DESCRIPTION OF THE TASK » Pull out every line of the listing below that contains the word "stucco".

PROVIDED MATERIAL »
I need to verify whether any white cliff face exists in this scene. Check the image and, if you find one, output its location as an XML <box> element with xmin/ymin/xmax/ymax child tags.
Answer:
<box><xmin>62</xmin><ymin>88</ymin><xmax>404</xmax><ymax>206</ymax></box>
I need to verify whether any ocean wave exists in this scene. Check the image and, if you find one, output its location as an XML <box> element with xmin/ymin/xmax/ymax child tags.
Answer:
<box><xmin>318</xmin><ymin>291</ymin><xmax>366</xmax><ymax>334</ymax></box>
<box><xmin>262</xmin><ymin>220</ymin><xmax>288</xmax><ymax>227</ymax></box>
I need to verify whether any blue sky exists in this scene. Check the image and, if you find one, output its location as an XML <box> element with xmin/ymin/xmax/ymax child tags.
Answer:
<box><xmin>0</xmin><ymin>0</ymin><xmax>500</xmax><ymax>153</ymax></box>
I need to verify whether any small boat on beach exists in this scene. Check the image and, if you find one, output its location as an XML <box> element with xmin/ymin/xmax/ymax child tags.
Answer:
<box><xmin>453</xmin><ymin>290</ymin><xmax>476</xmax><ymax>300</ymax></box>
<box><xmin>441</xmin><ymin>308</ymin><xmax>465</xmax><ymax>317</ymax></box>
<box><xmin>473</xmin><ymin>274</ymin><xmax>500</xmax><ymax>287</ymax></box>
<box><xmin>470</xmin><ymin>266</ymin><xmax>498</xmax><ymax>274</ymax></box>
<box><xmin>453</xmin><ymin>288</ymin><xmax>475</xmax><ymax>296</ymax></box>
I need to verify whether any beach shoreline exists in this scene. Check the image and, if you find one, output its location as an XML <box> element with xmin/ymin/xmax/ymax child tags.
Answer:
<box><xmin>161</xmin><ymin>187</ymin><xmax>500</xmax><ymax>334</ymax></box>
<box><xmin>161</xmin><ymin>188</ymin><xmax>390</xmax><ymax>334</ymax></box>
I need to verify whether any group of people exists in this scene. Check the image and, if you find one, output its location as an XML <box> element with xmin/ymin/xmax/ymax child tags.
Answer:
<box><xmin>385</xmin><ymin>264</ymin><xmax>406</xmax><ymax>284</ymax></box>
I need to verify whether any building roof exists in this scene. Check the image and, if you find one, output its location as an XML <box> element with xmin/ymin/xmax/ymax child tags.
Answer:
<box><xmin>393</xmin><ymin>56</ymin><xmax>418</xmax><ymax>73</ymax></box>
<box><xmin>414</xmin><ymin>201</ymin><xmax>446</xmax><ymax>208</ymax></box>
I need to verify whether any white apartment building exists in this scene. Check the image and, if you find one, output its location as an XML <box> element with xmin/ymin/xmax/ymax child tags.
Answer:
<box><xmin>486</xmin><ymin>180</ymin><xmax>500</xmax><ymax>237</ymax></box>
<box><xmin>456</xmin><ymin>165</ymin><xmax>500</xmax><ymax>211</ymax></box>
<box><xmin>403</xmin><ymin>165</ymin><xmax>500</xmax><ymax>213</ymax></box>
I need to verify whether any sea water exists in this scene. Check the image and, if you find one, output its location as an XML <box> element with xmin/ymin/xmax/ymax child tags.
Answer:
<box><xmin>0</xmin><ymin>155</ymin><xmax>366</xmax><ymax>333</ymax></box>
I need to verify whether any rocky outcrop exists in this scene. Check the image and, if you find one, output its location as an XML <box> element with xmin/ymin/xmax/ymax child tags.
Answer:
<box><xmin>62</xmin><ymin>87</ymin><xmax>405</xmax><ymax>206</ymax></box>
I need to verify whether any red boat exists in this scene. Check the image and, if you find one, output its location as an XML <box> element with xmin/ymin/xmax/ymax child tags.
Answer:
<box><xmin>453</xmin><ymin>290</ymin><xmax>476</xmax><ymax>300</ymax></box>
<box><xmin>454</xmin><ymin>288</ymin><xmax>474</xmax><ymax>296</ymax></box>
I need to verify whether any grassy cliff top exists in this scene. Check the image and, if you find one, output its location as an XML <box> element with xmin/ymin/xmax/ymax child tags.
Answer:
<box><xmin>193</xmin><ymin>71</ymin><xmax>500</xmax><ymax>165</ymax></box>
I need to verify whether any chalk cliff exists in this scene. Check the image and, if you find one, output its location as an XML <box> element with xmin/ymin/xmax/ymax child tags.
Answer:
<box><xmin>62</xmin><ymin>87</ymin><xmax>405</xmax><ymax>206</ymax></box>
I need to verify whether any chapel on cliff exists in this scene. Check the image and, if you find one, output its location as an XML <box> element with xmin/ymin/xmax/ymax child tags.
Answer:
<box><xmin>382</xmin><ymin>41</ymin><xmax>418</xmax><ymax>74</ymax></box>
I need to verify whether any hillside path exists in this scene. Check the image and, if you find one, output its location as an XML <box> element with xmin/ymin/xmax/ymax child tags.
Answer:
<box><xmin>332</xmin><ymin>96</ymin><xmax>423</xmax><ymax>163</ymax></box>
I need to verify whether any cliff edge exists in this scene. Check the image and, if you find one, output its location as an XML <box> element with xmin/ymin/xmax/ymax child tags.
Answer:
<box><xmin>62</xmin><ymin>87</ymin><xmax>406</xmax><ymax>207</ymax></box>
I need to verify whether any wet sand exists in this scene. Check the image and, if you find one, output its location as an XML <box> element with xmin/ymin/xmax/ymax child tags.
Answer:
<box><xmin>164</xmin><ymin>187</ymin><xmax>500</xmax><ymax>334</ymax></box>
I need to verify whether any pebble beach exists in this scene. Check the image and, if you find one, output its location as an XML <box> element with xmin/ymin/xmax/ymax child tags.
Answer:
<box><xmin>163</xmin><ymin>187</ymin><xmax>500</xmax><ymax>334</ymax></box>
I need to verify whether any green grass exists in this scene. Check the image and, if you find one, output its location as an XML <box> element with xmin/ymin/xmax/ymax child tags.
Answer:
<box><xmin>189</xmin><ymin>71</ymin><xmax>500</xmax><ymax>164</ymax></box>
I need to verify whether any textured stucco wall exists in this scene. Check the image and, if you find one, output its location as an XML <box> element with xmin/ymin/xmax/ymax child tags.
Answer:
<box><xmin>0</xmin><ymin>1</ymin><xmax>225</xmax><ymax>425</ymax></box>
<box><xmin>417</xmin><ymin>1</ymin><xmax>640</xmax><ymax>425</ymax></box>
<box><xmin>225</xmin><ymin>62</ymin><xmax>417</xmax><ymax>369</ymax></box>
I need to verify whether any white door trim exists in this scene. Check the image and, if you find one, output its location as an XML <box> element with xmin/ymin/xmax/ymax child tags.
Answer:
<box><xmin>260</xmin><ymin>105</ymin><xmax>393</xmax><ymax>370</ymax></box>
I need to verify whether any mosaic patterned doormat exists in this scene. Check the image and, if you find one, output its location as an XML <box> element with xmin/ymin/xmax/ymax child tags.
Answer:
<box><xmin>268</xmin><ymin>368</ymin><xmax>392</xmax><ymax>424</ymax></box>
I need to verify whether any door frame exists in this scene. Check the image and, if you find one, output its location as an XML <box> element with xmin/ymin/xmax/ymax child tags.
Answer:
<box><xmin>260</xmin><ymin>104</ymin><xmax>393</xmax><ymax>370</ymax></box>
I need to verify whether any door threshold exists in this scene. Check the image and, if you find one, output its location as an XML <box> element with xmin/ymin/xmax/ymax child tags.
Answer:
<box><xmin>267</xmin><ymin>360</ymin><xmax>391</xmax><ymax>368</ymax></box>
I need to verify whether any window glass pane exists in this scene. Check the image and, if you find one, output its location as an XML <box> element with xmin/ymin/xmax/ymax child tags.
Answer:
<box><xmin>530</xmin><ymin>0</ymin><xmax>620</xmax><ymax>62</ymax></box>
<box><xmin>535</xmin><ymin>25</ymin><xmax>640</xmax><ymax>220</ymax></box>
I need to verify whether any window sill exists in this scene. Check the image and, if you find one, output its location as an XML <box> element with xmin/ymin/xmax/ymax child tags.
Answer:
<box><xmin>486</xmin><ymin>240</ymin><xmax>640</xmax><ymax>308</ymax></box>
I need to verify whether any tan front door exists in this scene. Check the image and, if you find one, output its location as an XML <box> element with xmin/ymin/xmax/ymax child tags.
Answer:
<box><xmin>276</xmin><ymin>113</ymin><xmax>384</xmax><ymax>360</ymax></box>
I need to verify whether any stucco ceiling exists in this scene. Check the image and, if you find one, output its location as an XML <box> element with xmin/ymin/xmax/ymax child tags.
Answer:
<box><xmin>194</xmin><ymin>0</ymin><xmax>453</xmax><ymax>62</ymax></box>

ANSWER FOR THE TASK »
I need to verify whether any textured stucco wall exists in this scene. Check the image and, if you find one, output its location as an XML <box> element with xmin/ymin/xmax/ymax child tags.
I need to verify whether any stucco ceiling exists in this scene. Check the image and, if you find one, output its location as an XML <box> element with xmin/ymin/xmax/ymax child tags.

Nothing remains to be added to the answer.